Given task: Go to the line that contains "Could you point out every instance of the dark" and extract it along with every line after it, exactly, through the end of the data below.

───── Exercise materials

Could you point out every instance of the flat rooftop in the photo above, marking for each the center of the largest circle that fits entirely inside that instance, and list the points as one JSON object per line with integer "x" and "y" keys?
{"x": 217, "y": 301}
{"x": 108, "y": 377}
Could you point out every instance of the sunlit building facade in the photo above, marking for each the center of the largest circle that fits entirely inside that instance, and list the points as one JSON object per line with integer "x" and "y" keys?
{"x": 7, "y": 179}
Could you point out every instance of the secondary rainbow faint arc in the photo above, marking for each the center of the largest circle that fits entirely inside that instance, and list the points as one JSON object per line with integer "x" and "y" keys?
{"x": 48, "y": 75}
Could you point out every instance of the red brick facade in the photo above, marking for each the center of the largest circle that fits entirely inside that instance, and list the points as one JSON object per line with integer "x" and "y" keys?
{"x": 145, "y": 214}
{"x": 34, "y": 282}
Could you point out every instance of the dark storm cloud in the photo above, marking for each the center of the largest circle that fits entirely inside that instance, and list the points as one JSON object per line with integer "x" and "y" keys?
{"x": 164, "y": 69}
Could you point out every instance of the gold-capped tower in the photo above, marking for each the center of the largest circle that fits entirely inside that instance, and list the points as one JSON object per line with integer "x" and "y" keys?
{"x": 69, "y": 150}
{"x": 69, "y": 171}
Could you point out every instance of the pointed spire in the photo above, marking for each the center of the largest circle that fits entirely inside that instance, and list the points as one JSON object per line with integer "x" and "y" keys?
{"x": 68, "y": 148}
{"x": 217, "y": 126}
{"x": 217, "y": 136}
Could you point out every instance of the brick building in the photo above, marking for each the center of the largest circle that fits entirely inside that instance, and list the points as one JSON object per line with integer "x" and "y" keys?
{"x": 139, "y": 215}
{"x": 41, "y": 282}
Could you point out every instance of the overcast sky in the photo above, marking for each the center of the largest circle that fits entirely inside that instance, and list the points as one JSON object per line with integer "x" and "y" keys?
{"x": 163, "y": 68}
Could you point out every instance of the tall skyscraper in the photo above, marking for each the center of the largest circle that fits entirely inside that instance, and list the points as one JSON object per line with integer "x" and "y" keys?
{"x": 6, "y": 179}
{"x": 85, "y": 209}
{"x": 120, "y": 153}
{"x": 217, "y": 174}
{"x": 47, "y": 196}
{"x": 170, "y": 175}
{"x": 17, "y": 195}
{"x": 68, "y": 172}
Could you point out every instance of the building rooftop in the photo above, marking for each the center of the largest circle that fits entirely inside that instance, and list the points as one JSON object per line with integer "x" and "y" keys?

──────────

Exercise solution:
Could you point out every instance of the dark storm cloud in the photo above, marking for each the center of the largest circle that fits entirely inside that instance, and list the points as one JSON object per line with integer "x" and "y" keys?
{"x": 164, "y": 69}
Could you point out every instance of the gold-capped tower in the photo above, marking for each the center of the largest circle that fits entirely inside that instance, and list the points as one JSON object per line with integer "x" and "y" keys?
{"x": 69, "y": 150}
{"x": 69, "y": 171}
Could you point out every instance of the pointed spire in the photo above, marking for each the center of the largest circle that fits entirely inside that instance, and list the points as one JSON object per line with integer "x" and "y" keys?
{"x": 68, "y": 148}
{"x": 217, "y": 126}
{"x": 217, "y": 136}
Could you point out every instance of the brick building in the photo above, marking for each the center of the largest circle that fits entirely inside that instance, and list the points as one JSON object per line with integer "x" and "y" keys?
{"x": 139, "y": 215}
{"x": 41, "y": 282}
Could you point out every instance of the overcast sky in the photo above, marking for each the center of the largest circle that fits entirely inside that instance, and list the points as one JSON object per line with integer "x" and "y" keys?
{"x": 163, "y": 68}
Could you point out every instance of the tall skyscraper in the photo above, marking for each the center of the largest circle that fits entirely inside that instance, and list the points as one JSON object per line with integer "x" and "y" keys?
{"x": 6, "y": 179}
{"x": 85, "y": 209}
{"x": 120, "y": 153}
{"x": 217, "y": 174}
{"x": 47, "y": 196}
{"x": 170, "y": 175}
{"x": 17, "y": 195}
{"x": 68, "y": 172}
Could you point out every instance of the building rooftop in the photo above, marking for each the center of the largest circle that fits entirely inside that instance, and list the points as one JSON object per line with integer "x" and "y" keys?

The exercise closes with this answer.